Goal: Rewrite the lines below, changing "biggest" to "largest" and keeping everything else the same. Leave the pictures out of your answer.

Pointing data excerpts
┏━━
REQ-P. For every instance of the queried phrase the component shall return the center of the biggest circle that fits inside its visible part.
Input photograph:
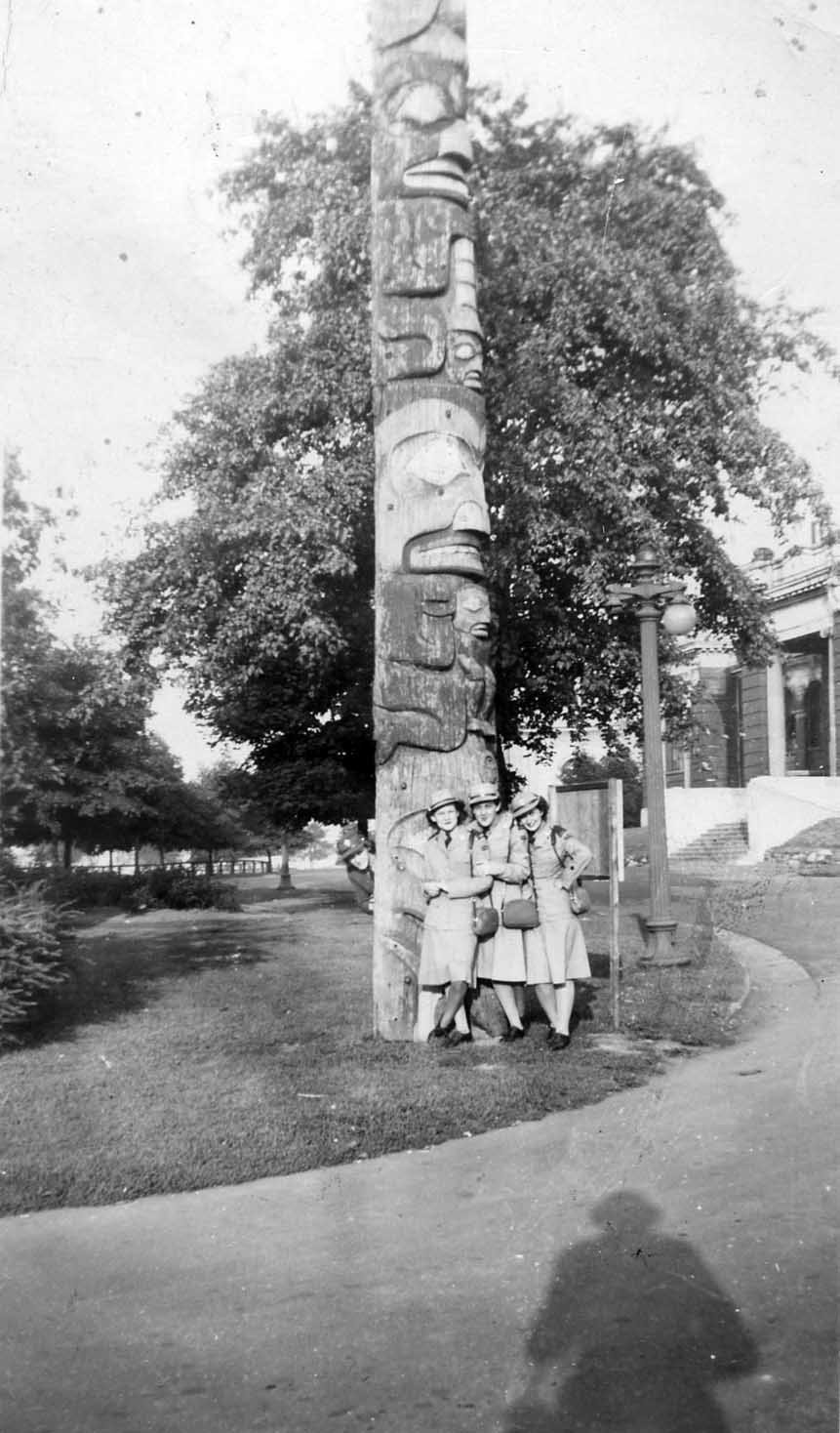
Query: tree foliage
(582, 765)
(79, 764)
(624, 376)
┗━━
Reply to the task:
REQ-P. For every instance of the queried phrase the component shall return the center of the largest circle that fits inside its visible part.
Input photograph:
Query: tree foliage
(582, 765)
(79, 764)
(624, 376)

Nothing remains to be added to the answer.